Records drawn from a dataset:
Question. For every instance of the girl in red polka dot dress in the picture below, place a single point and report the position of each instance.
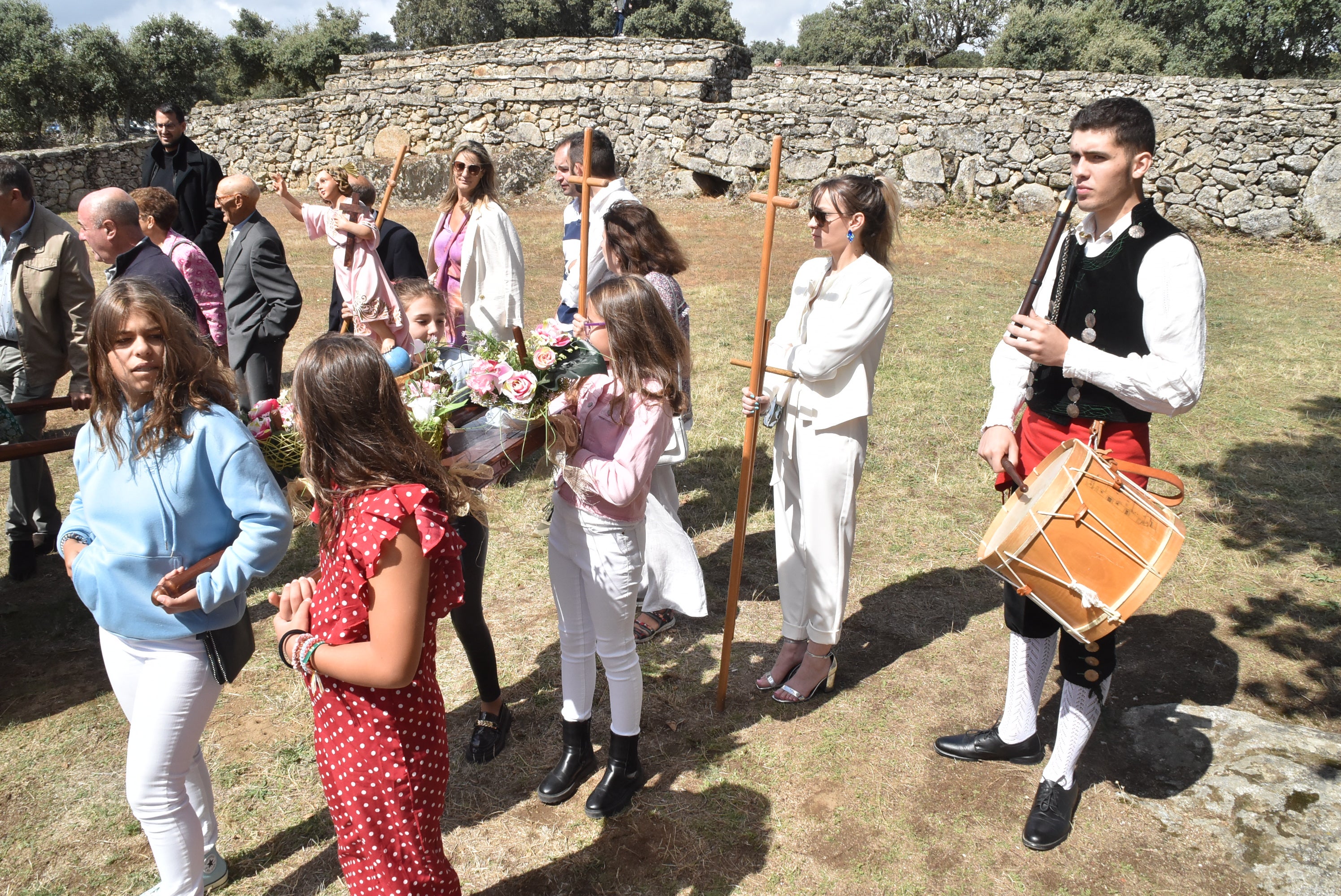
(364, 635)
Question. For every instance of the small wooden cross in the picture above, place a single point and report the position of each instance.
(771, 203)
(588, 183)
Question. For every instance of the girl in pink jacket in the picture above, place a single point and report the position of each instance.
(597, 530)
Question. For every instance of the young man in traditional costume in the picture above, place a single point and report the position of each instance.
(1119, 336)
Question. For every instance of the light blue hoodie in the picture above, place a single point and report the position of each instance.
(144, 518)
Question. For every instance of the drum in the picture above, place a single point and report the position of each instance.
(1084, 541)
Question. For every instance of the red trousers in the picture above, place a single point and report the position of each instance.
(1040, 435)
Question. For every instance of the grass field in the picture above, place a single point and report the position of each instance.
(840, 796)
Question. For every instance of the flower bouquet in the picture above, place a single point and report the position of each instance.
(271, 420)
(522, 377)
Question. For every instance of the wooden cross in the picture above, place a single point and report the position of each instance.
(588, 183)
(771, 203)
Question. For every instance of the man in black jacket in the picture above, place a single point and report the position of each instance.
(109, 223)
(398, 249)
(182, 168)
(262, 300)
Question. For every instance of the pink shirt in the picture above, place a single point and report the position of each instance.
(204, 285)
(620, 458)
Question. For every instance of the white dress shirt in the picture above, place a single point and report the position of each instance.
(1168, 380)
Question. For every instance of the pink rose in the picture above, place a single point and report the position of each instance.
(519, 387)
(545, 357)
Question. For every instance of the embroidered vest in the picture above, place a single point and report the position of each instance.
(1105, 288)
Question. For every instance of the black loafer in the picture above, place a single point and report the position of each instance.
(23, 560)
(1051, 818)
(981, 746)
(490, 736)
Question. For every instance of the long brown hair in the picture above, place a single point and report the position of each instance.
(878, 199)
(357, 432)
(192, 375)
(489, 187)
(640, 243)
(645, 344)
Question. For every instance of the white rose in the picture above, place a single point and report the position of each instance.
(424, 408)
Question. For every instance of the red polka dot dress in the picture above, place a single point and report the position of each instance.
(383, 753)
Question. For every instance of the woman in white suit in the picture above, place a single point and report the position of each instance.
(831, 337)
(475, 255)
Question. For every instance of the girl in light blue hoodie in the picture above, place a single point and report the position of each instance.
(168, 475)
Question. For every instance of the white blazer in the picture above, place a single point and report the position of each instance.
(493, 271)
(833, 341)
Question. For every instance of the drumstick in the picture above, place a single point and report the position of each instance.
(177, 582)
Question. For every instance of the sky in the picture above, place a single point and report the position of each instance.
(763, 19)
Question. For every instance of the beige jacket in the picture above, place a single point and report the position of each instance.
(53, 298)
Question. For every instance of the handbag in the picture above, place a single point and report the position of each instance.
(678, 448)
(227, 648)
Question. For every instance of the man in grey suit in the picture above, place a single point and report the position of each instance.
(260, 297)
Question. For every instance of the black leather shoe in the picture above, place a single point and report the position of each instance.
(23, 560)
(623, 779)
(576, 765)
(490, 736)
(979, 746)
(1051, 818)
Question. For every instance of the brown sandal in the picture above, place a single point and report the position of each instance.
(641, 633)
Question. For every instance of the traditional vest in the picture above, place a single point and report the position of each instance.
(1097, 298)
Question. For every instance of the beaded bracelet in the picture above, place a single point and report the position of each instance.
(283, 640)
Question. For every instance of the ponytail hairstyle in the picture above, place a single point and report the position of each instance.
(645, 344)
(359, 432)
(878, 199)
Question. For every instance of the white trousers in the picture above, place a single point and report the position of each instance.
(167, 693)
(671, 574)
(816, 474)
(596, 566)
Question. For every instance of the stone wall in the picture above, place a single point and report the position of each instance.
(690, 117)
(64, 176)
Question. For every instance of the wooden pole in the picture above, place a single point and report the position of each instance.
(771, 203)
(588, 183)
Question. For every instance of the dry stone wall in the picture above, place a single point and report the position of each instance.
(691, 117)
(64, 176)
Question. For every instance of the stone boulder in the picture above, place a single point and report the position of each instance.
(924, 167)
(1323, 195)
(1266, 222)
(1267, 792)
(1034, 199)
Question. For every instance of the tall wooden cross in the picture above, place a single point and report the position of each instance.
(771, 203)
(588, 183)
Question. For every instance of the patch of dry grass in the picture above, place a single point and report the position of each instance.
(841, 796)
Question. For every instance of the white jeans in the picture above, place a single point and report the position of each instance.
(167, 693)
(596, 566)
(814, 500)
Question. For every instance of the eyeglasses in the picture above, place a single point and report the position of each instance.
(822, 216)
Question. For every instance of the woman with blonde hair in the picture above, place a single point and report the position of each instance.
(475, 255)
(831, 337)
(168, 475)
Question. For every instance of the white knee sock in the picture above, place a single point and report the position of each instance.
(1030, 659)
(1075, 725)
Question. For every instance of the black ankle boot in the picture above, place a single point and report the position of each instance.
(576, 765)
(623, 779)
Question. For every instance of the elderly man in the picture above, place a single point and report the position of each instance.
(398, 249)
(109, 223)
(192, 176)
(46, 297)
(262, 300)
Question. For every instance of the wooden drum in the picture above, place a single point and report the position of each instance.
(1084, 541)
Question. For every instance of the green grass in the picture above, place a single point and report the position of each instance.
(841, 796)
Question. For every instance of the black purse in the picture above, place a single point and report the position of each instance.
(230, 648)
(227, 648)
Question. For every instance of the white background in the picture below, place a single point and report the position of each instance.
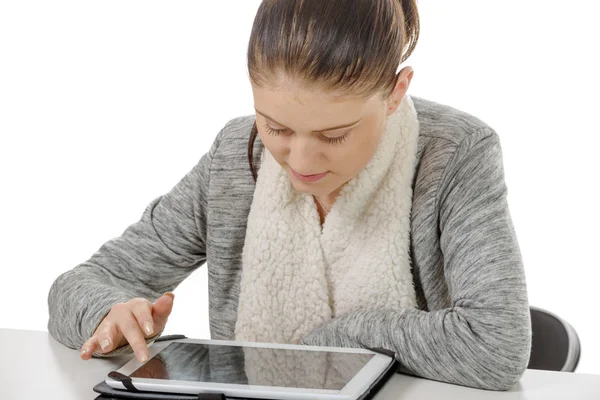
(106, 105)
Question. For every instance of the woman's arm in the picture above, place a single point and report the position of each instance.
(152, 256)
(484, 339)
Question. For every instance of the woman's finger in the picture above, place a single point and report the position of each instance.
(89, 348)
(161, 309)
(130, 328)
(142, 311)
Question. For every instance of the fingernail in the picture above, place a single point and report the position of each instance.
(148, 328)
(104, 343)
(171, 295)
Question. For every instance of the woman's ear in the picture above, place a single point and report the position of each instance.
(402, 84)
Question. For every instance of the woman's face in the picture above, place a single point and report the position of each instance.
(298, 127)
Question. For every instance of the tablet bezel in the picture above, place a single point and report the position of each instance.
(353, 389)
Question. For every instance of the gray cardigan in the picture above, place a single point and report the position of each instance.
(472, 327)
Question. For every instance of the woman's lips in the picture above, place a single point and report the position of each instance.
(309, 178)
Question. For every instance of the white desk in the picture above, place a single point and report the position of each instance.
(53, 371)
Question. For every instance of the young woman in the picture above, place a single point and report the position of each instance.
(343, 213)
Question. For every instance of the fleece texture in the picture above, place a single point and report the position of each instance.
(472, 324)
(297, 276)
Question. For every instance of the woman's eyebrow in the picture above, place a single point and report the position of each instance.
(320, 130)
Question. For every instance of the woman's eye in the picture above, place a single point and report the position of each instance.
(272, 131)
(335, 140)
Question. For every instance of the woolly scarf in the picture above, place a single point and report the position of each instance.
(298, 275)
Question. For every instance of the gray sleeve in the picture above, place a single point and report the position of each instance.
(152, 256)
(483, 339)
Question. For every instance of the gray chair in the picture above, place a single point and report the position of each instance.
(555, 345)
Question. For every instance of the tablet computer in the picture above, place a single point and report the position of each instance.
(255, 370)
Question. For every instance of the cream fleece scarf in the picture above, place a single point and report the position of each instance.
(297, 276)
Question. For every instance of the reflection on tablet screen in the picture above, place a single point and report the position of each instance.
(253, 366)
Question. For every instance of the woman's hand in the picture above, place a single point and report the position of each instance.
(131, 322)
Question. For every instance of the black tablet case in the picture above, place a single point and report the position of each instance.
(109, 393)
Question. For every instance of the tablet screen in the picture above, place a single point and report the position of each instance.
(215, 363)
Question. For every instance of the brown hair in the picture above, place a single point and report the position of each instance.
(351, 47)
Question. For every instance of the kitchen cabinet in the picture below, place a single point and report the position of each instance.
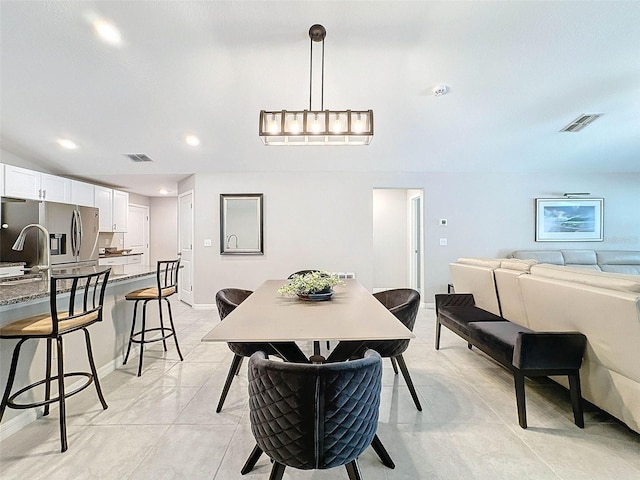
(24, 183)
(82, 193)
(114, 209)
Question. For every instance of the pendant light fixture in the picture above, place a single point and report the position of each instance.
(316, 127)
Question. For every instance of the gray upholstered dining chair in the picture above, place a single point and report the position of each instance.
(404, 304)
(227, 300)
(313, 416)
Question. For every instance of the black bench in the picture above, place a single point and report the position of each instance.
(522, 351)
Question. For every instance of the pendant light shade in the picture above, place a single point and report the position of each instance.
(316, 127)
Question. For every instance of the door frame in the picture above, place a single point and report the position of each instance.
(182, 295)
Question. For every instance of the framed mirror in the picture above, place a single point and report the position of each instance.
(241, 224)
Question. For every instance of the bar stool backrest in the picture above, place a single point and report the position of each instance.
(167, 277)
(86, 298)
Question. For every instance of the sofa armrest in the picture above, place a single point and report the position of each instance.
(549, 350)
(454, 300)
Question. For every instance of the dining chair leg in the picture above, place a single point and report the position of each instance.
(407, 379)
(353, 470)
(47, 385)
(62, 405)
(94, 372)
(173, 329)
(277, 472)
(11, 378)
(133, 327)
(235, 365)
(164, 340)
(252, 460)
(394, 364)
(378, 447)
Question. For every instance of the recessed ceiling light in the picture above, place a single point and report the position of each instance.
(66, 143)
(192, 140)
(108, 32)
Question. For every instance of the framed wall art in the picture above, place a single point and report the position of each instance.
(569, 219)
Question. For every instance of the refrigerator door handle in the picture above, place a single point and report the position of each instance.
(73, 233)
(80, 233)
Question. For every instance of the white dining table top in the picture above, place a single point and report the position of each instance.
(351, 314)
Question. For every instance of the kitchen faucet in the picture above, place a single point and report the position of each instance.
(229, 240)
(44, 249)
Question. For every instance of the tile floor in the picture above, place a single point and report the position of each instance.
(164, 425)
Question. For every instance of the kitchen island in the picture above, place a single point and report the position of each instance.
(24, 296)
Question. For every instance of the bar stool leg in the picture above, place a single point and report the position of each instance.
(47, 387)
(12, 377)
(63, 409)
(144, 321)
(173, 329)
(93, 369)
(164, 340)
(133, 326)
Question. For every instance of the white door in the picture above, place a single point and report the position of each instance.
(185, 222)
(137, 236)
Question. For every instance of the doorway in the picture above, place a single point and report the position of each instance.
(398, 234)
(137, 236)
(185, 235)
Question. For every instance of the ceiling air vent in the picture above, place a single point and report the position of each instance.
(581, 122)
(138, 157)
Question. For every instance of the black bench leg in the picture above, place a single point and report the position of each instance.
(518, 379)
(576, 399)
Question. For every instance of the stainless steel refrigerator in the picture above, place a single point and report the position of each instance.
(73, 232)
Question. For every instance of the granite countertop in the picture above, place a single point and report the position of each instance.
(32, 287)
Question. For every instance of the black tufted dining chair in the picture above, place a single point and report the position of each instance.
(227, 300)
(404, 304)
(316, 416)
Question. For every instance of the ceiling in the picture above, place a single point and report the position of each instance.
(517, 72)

- _Problem to work on_
For this exercise, please copy exactly the lines from the one holding "Question. For every instance of the granite" through the end of the records, the first and last included.

- _Exercise response_
Question. For every instance of the granite countertop in the picture above, place a single point and report the position of each instance.
(32, 287)
Question. For every instance of the black tufted dining chair in the picture above, place a single point and report the position of each instance.
(227, 300)
(404, 304)
(316, 416)
Question. For every instance of the ceiling in the picture above, place a single point and report the position of each instance.
(517, 72)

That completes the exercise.